§ Stated problem A: Restate the AI/ML roadmap document word for word, from its title to its last line.

AI/ML Roadmap & Current Status

Author: Uday Tamma | Document Version: 1.0 | Date: January 06, 2026 at 11:33 AM CST

Current Implementation Status

Phase 1: Rule-Driven Detection (COMPLETE)

The MVP implementation uses a rule-based detection engine with hooks for ML integration. This was a deliberate design choice to:

Deliver value faster - Rules can be tuned immediately without training data
Ensure interpretability - Every decision has explainable reasons
Establish infrastructure - Feature pipeline, evidence capture, and policy engine ready for ML

What Is Implemented

Component	Status	Description
Feature Engine	Complete	Redis velocity counters with sliding windows
Detection Engine	Complete	5 detector types (card testing, velocity, geo, bot, friendly)
Risk Scoring	Complete	Rule-based combination of detector signals
Policy Engine	Complete	YAML configuration with hot-reload
Evidence Vault	Complete	Immutable storage with feature snapshots
Metrics Pipeline	Complete	Prometheus metrics for all components
Load Testing	Complete	Validated 1000+ RPS at 106ms P99

Detection Logic (Current)

# Simplified scoring formula (rule-based)
criminal_score = max(
    card_testing.confidence * 0.9,    # Card testing patterns
    velocity.confidence * 0.8,         # Velocity rule triggers
    geo_anomaly.confidence * 0.7,     # Geographic issues
    bot_detection.confidence * 0.95   # Automation signals
)

§ Record extracts:
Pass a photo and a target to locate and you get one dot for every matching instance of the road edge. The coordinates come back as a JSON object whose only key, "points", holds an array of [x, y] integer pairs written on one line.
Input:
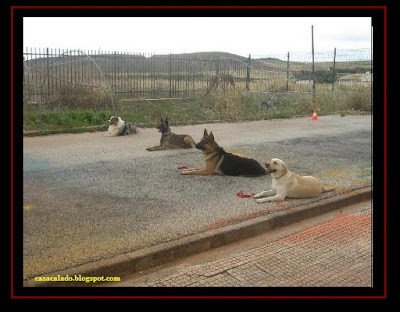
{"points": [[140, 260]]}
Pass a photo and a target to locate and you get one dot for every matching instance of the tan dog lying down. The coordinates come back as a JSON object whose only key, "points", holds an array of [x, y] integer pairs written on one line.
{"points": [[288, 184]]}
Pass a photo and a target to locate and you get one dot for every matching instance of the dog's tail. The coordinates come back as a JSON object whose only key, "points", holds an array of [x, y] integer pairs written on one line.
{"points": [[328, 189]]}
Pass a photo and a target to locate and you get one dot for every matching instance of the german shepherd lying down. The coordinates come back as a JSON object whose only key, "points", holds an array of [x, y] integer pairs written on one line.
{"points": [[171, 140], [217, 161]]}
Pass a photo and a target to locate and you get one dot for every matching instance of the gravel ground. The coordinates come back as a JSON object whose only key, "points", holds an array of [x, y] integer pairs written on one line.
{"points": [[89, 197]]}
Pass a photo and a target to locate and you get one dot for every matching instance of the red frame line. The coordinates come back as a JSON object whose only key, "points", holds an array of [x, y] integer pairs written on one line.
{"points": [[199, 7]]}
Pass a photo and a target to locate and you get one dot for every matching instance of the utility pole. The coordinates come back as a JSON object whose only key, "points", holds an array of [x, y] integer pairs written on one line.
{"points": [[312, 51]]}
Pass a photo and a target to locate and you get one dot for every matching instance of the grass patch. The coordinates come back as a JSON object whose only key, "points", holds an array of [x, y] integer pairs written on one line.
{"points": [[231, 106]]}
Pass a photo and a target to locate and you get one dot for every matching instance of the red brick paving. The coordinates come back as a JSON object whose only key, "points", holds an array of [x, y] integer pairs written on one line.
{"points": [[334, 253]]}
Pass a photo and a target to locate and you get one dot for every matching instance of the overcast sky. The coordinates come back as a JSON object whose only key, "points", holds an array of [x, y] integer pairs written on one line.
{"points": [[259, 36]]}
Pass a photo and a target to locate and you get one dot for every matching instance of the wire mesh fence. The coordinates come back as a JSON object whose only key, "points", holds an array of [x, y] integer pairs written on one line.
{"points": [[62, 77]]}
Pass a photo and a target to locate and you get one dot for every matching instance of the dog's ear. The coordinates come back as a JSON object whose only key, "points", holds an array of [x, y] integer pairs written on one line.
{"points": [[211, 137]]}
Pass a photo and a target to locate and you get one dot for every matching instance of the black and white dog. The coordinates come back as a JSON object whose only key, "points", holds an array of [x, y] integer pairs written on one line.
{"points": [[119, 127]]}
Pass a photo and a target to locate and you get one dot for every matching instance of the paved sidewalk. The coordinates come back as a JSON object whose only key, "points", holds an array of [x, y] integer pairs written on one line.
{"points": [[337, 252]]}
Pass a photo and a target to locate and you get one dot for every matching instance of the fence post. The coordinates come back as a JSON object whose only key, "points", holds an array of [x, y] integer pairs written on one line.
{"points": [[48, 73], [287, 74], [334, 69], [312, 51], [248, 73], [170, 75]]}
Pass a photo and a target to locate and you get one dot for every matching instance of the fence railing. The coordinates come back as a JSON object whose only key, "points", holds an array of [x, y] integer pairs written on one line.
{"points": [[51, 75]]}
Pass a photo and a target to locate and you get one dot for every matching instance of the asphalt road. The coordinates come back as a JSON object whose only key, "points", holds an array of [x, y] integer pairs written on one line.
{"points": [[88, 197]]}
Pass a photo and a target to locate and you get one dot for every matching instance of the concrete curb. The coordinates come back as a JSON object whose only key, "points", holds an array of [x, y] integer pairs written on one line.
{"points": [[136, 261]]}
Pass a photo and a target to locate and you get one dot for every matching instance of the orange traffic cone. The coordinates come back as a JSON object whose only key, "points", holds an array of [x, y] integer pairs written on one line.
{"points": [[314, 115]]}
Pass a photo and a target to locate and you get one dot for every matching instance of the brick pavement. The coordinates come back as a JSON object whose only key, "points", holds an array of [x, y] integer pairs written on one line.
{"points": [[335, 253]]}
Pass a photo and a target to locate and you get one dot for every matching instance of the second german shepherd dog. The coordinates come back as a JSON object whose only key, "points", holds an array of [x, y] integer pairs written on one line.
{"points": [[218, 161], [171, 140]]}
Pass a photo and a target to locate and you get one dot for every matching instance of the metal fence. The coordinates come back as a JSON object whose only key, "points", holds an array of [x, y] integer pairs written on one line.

§ Stated problem B: Return each line of the rows above that contains the word "shepherd". Case counts.

§ Correct output A:
AI/ML Roadmap & Current Status

Author: Uday Tamma | Document Version: 1.0 | Date: January 06, 2026 at 11:33 AM CST

Current Implementation Status

Phase 1: Rule-Driven Detection (COMPLETE)

The MVP implementation uses a rule-based detection engine with hooks for ML integration. This was a deliberate design choice to:

Deliver value faster - Rules can be tuned immediately without training data
Ensure interpretability - Every decision has explainable reasons
Establish infrastructure - Feature pipeline, evidence capture, and policy engine ready for ML

What Is Implemented

Component	Status	Description
Feature Engine	Complete	Redis velocity counters with sliding windows
Detection Engine	Complete	5 detector types (card testing, velocity, geo, bot, friendly)
Risk Scoring	Complete	Rule-based combination of detector signals
Policy Engine	Complete	YAML configuration with hot-reload
Evidence Vault	Complete	Immutable storage with feature snapshots
Metrics Pipeline	Complete	Prometheus metrics for all components
Load Testing	Complete	Validated 1000+ RPS at 106ms P99

Detection Logic (Current)

# Simplified scoring formula (rule-based)
criminal_score = max(
    card_testing.confidence * 0.9,    # Card testing patterns
    velocity.confidence * 0.8,         # Velocity rule triggers
    geo_anomaly.confidence * 0.7,     # Geographic issues
    bot_detection.confidence * 0.95   # Automation signals
)

§ Correct output B:
Pass a photo and a target to locate and you get one dot for every matching instance of the german shepherd lying down. The coordinates come back as a JSON object whose only key, "points", holds an array of [x, y] integer pairs written on one line.
Pass a photo and a target to locate and you get one dot for every matching instance of the second german shepherd dog. The coordinates come back as a JSON object whose only key, "points", holds an array of [x, y] integer pairs written on one line.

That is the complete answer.